** start of Provided text **

From The Sofia Globe, the number of foreign visitors to Bulgaria for this past May was 87.3 percent lower than a year earlier.

From Radio Bulgaria, musicians perform on Wednesdays at Sofia's Borisova Gradina Park.

From Romania-Insider, a former Romanian politician is indicted for abuse of office.  (If you read Romanian, read the story at G4Media.)

From Russia Today, the Afghanistan "bounty" story by The New York Times is not about Russia but about domestic U.S. politics.

From Sputnik International, Russia's space agency Roscosmos reveals the cost of its heavy-lift rocket Angara.

From The Moscow Times, a look at Russia's environmental disasters in the Arctic.

From Daily News Hungary, Hungary could not stop the Trianon, even with military success.  (If you read Hungarian, read the story at 24HU.)

From Hungary Today, the Hungarian roots of the Liverpool soccer anthem You'll Never Walk Alone.

From About Hungary, the Hungarian government offers further support for couples who have children.

** end of Provided text **
** start of Data excerpts **

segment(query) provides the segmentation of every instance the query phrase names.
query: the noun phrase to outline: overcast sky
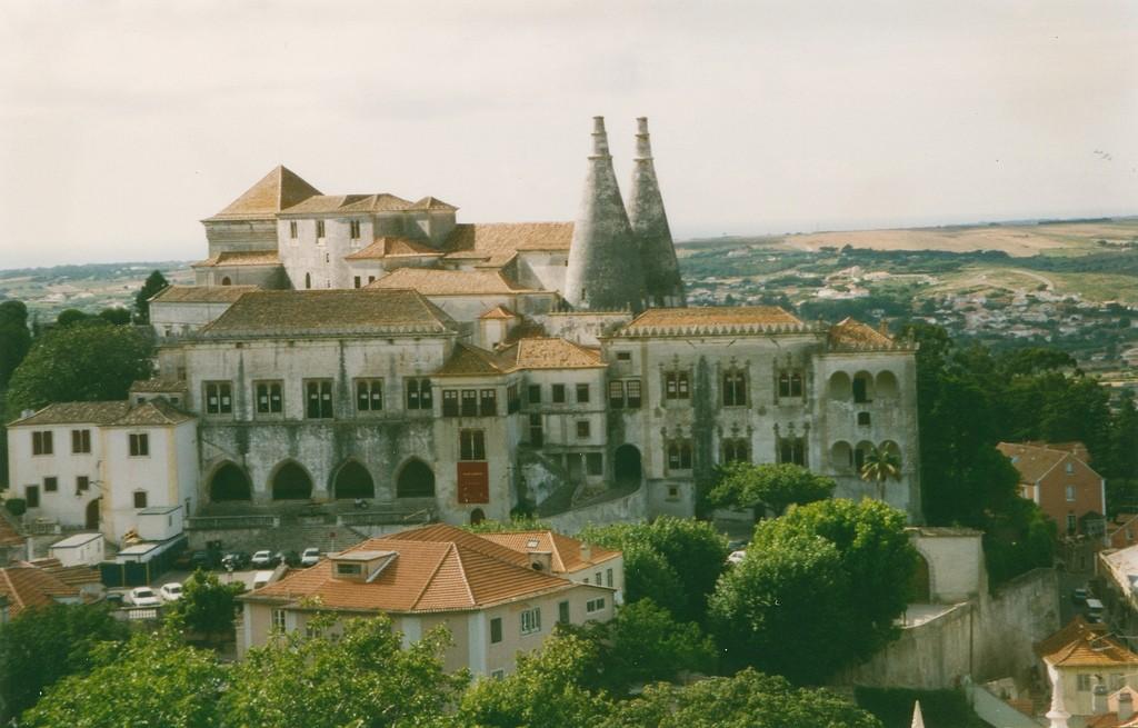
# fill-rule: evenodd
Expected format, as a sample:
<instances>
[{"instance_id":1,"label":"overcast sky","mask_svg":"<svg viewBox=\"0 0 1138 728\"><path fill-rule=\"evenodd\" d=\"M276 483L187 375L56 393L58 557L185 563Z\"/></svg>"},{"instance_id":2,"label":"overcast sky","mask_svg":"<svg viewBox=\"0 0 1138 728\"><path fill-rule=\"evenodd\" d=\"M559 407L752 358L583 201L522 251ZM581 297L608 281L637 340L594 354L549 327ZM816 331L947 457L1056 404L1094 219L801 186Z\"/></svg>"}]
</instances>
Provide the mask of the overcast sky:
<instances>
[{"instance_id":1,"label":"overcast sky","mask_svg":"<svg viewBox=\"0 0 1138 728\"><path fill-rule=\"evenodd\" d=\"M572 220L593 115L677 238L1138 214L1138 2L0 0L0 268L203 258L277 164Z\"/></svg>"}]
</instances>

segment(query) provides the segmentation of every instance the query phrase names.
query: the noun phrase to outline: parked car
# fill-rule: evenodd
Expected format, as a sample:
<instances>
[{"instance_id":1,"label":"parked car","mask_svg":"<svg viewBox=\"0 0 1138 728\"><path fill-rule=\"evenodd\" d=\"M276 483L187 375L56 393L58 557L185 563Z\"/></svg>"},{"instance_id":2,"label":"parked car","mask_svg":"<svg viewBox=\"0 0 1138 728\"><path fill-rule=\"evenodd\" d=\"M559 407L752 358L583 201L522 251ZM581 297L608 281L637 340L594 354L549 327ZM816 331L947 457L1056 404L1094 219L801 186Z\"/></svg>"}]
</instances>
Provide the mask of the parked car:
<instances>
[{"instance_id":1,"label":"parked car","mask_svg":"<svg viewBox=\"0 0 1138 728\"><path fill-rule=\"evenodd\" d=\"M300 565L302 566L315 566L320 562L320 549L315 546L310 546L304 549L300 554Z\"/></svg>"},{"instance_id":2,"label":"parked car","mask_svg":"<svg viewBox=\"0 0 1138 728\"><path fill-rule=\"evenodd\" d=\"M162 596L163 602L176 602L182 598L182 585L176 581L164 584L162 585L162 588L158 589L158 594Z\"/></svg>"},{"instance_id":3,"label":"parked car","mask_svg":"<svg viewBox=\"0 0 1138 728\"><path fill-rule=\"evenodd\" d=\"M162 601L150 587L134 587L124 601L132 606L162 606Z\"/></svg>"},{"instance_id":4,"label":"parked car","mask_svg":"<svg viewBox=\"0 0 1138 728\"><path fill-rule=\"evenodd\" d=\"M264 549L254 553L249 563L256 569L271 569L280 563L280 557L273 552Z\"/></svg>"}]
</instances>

** end of Data excerpts **
** start of Data excerpts **

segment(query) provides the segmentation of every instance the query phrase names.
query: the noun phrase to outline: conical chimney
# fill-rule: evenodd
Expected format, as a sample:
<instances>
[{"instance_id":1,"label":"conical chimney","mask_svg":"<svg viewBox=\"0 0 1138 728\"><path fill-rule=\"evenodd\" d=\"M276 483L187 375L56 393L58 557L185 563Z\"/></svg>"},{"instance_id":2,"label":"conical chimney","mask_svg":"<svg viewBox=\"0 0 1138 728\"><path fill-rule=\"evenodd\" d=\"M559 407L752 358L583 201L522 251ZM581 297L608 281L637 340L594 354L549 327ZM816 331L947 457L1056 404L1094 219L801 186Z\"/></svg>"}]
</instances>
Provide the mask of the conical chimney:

** end of Data excerpts **

▸ **Requirements**:
- a) Say whether each statement agrees with the news roundup: (i) Foreign visitors to Bulgaria this past May were 87.3 percent lower than a year earlier. (ii) Musicians perform on Saturdays at Sofia's Borisova Gradina Park. (iii) A former Romanian politician has been cleared of abuse of office. For each, answer yes or no and quote the words of the roundup that decide it.
- b) Write the next part of the news roundup, picking up after its last item.

▸ **Responses for each task**:
- a)
(i) Yes: "the number of foreign visitors to Bulgaria for this past May was 87.3 percent lower than a year earlier."
(ii) No: "musicians perform on Wednesdays at Sofia's Borisova Gradina Park."
(iii) No: "a former Romanian politician is indicted for abuse of office."

- b)
From The Slovak Spectator, a painting by Miroslav Matuščin at the Tricklandia gallery in Starý Smokovec, Slovakia changes before your eyes.

From Radio Prague, the Czech Republic will open consular offices in Burgas, Bulgaria and the Croatian cities of Rijeka and Split for this summer.

From Polskie Radio, the Polish presidential election appears to be headed for a runoff.

From the CPH Post, Denmark's Crown Princess Mary is appointed president of her country's branch of the World Wildlife Fund.

From Deutsche Welle, according to an opinion column, religion is still relevant in Germany even as its churches lose members.

From the NL Times, a suspect in the death of a Rotterdam teenager claims to not remember events from the last day he was seen alive.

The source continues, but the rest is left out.